Re: Role of arXiv

From: Stevan Harnad <amsciforum_at_GMAIL.COM>
Date: Fri, 8 Oct 2010 07:47:06 -0400

On Fri, Oct 8, 2010 at 12:57 AM, Simeon Warner
<> wrote:

>> On Thu, 7 Oct 2010, Joseph Esposito wrote (in liblicense):
>> >
>> >JE:
>> >Finally, once again taking the centrality of arXiv to the
>> >community it serves into consideration, what would happen if a
>> >modest deposit fee were assessed--say, $50 per article?
>> SH:
>> The IR cost per paper deposited will be closer to 50c than $50, once all
>> universities are hosting their own output, and mandating that it be
>> deposited.
> SW:
> I do not think the 50c number is supported by fact or by trend. I know
> that for Cornell's IR the number is much closer to $50 than to 50c if
> one divides cost to operate by the number of new submissions in the
> same period. (I would love to see data for other IRs.)

Simeon, I can only repeat:

*"once all universities are hosting their own output, and mandating that it be

Cornell has not mandated deposit, and it is far from hosting all of
its annual output. Ditto for all but about 100 universities so far

> SW:
> For arXiv the number is <$7. We have the benefit of significant scale
> (65k submissions/year) and a user community that require very little
> hand-holding.

Yes, you have significant scale. But, for Arxiv, Cornell -- and the
other subsidisers, including some universities -- are paying for all
deposits, from all universities, in one central repository.

To repeat: The sensible solution (and probably the only practical,
affordable one) is for Arxiv -- and any other central archives like
it, in other fields -- to harvest their content automatically from
Institutional Repositories that host their own research output.

The annual cost per paper deposited will be far less for an
Institutional Repository -- hosting only its own research output --
*once the institutions are indeed hosting all of their annual research
output* -- and not a small fragment of it, as now.

Most institutions have IRs that are near-empty rather than at capacity
(as far as OA's target output is concerned). (The cost/benefit of
hosting their grey literature and other kinds of content is another
matter, but not to be reckoned into this comparison with Arxiv
regarding per-paper cost. IRs can archive lots of kinds of things,
including family photo albums, if desired...)

And Cornell, of course, has the double burden of hosting a near-empty,
unmandated IR for its own refereed research output, plus the (partial)
◆ ◆ ◆
■ Directive 1
In the forum thread on arXiv, what reasons are given for arXiv's cost per submission being under $7? Answer in one to three sentences.
■ Directive 2
Translate this sentence from the forum thread into Spanish: "Cornell has not mandated deposit, and it is far from hosting all of its annual output."
■ Directive 3
Transcribe the forum thread from "Cornell has not" up to and including "one central repository.".
◆ ◆ ◆
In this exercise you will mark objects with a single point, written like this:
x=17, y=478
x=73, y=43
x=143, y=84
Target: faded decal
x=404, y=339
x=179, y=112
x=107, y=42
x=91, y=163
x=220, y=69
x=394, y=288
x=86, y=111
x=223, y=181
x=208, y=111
◆ ◆ ◆
■ Result 1
ArXiv has significant scale, with 65k submissions per year. Its user community also requires very little hand-holding.

■ Result 2
Cornell no ha hecho obligatorio el depósito, y está lejos de alojar toda su producción anual.

■ Result 3
Cornell has not mandated deposit, and it is far from hosting all of
its annual output. Ditto for all but about 100 universities so far

> SW:
> For arXiv the number is <$7. We have the benefit of significant scale
> (65k submissions/year) and a user community that require very little
> hand-holding.

Yes, you have significant scale. But, for Arxiv, Cornell -- and the
other subsidisers, including some universities -- are paying for all
deposits, from all universities, in one central repository.